### EXERCISE GOAL
Swap every "elephant" in the items below for "animal" and leave the rest of the lines unchanged.
Begin MATERIAL FOR THE TASK
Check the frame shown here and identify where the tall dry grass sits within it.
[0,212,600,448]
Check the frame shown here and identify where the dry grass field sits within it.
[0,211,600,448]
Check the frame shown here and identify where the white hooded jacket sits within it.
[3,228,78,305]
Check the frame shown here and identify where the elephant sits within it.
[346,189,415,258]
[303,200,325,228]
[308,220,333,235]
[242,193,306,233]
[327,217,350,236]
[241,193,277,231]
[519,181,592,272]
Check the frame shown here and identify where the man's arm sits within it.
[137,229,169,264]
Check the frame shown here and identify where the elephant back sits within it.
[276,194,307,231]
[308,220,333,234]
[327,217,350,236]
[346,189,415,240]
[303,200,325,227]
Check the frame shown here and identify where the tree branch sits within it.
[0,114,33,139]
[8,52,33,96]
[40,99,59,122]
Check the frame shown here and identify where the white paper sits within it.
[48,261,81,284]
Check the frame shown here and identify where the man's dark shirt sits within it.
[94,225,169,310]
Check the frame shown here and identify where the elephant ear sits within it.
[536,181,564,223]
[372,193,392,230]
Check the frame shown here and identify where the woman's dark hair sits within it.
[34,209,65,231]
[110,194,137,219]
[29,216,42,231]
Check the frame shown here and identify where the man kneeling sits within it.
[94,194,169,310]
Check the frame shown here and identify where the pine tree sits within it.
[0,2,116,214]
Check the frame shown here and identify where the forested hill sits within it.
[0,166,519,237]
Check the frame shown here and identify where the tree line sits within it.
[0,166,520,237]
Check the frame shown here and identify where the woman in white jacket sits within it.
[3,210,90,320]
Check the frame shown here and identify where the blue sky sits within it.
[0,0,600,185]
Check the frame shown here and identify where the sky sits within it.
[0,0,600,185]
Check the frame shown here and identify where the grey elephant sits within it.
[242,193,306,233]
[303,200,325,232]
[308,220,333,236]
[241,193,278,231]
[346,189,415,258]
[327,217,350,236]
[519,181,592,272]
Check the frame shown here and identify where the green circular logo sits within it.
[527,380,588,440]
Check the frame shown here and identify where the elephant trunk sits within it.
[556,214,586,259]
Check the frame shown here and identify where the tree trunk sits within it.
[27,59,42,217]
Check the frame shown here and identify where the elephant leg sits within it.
End MATERIAL FOR THE TASK
### EXERCISE ANSWER
Check the frame shown here and identify where the tall dry grass sits within it.
[0,212,600,448]
Check the frame shown here and identify where the dry grass field sits within it.
[0,211,600,448]
Check the frame shown here and identify where the white hooded jacket sits within it.
[3,228,78,305]
Check the frame shown here and identify where the animal sits within it.
[346,189,415,258]
[303,200,325,228]
[308,220,333,235]
[242,193,306,233]
[327,217,350,236]
[241,193,277,231]
[519,181,592,272]
Check the frame shown here and identify where the man's arm sits within it.
[137,229,169,264]
Check the frame shown here and identify where the animal back sits within it.
[276,194,307,231]
[308,220,333,234]
[327,217,350,236]
[346,189,415,240]
[303,200,325,227]
Check the frame shown here and identify where the tree branch sits within it.
[0,114,33,139]
[8,52,33,96]
[40,99,59,122]
Check the frame shown here and identify where the white paper sits within it.
[48,261,81,284]
Check the frame shown here and identify where the man's dark shirt sits within it.
[94,225,169,310]
Check the frame shown here and identify where the animal ear sits within it.
[536,181,564,223]
[372,193,392,230]
Check the frame shown here and identify where the woman's dark hair sits within it.
[34,209,65,231]
[110,194,137,219]
[29,216,42,231]
Check the frame shown here and identify where the man kneeling sits within it.
[94,194,169,310]
Check the frame shown here and identify where the pine tree sits within it.
[0,2,116,214]
Check the frame shown here and identify where the forested hill sits within it.
[0,166,519,237]
Check the frame shown here and identify where the tree line sits within it.
[0,166,520,237]
Check the frame shown here and identify where the woman in white jacket sits within it.
[3,210,90,320]
Check the frame shown here and identify where the blue sky sits within it.
[0,0,600,185]
Check the frame shown here and identify where the sky sits within it.
[0,0,600,185]
Check the frame shown here and identify where the grey animal sits within it.
[242,193,306,233]
[303,200,325,232]
[308,220,333,236]
[241,193,278,231]
[346,189,415,258]
[327,217,350,236]
[519,181,592,272]
Check the frame shown here and identify where the green circular logo sits within it.
[527,380,588,440]
Check the frame shown here and identify where the animal trunk sits within it.
[556,214,586,259]
Check the frame shown here and identify where the tree trunk sits within it.
[27,59,42,217]
Check the frame shown here and identify where the animal leg sits within it.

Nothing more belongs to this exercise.